WHAT IS NEEDED: Please convert the entries in the stretch from the line containing "Task: If you could tag each instance of the marble" through the line containing "<point>613,614</point>" into a two-column CSV with the headers entry and answer. Give one row per entry, with its text and its answer each in a single quoted field and any line breaks replaced by spaces.

GIVEN RECORDS:
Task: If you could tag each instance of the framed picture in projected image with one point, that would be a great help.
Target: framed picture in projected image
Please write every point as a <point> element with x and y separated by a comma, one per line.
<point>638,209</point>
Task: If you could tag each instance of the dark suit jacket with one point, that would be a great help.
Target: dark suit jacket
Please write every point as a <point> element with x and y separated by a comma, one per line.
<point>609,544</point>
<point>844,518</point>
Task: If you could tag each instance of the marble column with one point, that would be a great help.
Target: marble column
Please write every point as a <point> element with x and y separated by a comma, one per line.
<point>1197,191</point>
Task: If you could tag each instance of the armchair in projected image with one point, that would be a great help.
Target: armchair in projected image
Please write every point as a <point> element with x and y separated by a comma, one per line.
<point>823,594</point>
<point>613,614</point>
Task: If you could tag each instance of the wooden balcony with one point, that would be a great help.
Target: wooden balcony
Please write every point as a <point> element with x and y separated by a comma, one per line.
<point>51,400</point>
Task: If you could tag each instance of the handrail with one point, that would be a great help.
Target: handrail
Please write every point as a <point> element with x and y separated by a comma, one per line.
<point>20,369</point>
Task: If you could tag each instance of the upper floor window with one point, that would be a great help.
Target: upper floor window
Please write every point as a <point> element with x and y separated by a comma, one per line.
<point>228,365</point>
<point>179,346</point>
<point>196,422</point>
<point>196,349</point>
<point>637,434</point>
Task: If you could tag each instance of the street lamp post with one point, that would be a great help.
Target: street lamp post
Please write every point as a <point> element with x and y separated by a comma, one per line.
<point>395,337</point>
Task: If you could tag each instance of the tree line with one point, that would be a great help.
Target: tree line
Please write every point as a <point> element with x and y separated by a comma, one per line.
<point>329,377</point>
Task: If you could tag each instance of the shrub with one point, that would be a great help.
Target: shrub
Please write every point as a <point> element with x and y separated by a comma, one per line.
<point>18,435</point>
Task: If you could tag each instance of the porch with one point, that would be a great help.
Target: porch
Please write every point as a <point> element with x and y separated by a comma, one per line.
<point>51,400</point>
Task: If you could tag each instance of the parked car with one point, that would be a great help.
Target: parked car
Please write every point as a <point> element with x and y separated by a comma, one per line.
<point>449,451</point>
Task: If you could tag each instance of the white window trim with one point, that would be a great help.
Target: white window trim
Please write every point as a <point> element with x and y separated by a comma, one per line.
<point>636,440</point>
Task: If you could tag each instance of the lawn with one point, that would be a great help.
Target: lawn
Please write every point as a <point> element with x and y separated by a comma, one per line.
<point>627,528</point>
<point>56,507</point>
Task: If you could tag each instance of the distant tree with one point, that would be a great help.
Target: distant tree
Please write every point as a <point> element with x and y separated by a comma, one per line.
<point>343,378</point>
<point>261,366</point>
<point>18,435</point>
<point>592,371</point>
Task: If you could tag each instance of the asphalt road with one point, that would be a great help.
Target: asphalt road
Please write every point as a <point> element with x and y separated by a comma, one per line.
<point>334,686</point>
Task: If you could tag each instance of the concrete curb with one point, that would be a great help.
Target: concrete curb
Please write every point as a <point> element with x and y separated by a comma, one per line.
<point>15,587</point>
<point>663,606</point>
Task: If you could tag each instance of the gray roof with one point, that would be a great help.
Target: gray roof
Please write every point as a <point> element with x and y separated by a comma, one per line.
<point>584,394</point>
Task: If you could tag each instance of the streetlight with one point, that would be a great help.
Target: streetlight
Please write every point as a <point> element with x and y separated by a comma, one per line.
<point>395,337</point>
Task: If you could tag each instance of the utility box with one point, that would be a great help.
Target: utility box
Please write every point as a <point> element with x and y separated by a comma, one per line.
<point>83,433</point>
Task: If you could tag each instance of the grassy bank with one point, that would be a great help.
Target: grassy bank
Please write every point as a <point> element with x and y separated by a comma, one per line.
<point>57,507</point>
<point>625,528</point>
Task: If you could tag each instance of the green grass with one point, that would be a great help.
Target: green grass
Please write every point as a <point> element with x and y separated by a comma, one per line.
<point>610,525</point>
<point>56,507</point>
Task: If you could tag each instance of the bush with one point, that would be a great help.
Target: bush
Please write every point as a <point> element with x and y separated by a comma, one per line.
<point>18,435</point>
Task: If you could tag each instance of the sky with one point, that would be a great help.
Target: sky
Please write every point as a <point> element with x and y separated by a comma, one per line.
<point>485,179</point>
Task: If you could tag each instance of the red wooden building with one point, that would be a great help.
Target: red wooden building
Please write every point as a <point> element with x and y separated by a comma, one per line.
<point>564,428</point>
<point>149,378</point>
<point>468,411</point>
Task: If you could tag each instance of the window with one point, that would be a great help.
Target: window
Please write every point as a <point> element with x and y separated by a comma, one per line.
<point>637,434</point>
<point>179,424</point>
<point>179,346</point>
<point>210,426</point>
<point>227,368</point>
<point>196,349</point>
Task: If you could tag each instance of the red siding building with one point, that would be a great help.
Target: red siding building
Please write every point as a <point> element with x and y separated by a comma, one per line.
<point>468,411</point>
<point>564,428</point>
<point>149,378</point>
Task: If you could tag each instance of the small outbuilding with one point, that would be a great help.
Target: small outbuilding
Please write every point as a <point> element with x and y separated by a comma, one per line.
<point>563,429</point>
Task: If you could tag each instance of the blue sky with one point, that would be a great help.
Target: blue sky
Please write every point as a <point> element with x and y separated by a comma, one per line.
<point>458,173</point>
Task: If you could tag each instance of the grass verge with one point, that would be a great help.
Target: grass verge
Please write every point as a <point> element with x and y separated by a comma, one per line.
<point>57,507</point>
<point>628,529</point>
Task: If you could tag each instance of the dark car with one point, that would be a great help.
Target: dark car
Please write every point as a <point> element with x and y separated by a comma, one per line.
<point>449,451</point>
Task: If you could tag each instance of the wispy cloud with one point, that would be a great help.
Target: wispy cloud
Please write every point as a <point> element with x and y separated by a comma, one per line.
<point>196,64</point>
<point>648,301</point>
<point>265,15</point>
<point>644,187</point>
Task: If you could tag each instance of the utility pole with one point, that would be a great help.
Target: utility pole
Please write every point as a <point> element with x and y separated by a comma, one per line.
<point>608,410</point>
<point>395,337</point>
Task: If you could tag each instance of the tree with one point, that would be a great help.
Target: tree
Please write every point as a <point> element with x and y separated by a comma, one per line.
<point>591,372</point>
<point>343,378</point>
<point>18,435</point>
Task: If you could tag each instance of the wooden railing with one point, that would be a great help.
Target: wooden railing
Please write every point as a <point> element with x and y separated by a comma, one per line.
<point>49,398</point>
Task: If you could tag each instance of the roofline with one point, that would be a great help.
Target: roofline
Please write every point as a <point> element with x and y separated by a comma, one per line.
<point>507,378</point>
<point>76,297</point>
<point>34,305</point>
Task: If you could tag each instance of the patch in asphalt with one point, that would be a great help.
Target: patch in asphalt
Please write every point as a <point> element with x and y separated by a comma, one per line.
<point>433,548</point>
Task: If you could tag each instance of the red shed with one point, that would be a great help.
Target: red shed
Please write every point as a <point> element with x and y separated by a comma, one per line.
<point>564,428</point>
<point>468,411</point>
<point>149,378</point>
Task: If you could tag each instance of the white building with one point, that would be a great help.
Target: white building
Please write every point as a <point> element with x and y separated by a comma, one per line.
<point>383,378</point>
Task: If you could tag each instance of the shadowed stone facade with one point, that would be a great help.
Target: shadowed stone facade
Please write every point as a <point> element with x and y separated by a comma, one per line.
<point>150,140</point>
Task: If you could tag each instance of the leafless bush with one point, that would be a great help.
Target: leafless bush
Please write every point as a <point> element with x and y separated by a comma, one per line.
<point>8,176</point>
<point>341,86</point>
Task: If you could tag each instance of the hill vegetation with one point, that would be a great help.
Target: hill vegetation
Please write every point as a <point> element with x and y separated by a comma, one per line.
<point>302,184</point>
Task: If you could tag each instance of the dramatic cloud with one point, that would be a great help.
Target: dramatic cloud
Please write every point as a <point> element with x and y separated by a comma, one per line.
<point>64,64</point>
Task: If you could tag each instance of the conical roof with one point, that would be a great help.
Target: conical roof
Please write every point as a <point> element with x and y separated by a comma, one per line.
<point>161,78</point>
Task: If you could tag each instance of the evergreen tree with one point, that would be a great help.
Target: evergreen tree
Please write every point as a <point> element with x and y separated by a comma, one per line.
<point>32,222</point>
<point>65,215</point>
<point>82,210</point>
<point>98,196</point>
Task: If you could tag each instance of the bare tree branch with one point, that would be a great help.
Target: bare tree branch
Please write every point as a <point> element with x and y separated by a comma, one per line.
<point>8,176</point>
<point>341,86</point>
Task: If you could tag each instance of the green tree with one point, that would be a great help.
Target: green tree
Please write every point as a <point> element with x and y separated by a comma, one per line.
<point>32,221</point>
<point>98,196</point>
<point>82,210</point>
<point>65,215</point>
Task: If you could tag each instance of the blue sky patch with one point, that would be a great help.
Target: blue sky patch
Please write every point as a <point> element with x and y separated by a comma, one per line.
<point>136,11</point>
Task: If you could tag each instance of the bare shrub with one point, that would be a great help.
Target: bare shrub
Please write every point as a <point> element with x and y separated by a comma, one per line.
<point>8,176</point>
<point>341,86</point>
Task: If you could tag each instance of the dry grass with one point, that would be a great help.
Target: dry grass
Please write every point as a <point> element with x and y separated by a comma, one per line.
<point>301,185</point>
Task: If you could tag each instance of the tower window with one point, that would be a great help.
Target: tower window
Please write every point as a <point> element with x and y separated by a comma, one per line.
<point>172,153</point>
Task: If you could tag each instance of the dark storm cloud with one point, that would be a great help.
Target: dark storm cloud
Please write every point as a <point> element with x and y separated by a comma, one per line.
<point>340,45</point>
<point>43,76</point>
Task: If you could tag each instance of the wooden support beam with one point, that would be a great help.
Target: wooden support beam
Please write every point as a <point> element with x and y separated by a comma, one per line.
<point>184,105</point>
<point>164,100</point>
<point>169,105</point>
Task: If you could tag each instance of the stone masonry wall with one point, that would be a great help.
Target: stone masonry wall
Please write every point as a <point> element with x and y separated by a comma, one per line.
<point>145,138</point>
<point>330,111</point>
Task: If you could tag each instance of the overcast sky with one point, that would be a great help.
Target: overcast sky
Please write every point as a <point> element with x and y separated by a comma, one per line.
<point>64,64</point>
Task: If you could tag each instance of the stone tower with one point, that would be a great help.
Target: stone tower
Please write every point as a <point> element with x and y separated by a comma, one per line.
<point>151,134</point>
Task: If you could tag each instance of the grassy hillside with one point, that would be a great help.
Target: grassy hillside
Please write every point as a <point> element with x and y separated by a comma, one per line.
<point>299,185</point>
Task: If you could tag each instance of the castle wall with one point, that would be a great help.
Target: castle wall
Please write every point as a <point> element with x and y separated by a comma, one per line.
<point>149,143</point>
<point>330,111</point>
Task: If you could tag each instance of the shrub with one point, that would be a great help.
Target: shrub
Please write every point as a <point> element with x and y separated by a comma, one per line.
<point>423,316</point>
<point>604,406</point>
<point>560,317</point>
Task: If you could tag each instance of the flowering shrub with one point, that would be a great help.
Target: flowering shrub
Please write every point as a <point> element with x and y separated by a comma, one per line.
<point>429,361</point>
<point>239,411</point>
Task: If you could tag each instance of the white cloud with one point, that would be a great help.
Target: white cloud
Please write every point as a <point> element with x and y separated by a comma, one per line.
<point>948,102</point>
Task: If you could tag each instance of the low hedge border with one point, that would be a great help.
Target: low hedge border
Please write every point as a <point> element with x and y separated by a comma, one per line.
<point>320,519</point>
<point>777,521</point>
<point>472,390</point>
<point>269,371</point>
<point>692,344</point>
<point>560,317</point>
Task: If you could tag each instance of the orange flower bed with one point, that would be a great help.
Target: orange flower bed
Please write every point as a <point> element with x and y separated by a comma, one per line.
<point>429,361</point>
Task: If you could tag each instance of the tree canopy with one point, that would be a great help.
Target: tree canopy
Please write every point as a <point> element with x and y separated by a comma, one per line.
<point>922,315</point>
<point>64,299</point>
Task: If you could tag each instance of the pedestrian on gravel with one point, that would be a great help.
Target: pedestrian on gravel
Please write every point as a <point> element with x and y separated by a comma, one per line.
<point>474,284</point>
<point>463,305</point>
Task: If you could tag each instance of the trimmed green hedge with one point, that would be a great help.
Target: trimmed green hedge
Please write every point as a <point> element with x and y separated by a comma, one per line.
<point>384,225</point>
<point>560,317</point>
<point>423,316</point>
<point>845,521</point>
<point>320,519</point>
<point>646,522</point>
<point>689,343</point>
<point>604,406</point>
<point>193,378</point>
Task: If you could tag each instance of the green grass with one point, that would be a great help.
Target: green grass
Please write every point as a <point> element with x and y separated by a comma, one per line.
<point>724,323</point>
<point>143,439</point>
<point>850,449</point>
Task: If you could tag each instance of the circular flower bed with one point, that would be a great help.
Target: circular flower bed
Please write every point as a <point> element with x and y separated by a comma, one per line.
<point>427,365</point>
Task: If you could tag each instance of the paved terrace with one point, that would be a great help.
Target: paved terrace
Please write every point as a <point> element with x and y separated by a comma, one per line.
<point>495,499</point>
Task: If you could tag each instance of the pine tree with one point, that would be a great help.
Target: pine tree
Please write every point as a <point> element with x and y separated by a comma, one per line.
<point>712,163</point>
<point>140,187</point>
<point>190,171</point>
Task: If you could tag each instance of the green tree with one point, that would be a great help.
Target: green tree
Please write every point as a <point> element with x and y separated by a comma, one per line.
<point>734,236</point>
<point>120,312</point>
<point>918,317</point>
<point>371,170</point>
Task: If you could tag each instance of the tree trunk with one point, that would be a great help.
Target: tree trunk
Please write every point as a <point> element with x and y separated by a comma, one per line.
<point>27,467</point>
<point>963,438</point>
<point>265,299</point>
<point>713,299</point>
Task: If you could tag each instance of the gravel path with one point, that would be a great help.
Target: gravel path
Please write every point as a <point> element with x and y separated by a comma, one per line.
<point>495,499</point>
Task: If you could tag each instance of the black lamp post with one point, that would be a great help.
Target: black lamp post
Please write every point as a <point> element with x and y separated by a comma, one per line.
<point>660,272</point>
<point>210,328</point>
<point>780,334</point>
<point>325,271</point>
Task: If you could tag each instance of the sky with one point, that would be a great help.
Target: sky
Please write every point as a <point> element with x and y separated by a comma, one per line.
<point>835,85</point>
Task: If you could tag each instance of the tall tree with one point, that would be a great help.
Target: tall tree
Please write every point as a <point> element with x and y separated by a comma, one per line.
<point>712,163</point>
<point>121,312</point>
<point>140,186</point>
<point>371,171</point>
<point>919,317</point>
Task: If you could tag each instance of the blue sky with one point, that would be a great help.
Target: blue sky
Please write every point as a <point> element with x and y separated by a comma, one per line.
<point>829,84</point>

OUTPUT:
entry,answer
"Task: If you could tag each instance of the marble column with one point, that would be a great help. Target: marble column Please write every point as a <point> element with x and y separated by a comma, one per line.","<point>1197,191</point>"
"Task: If you could tag each instance of the armchair in projected image with one point, that would be a great help. Target: armchair in projected image Please write every point as a <point> element with x and y separated by a comma, one per line.","<point>823,594</point> <point>613,614</point>"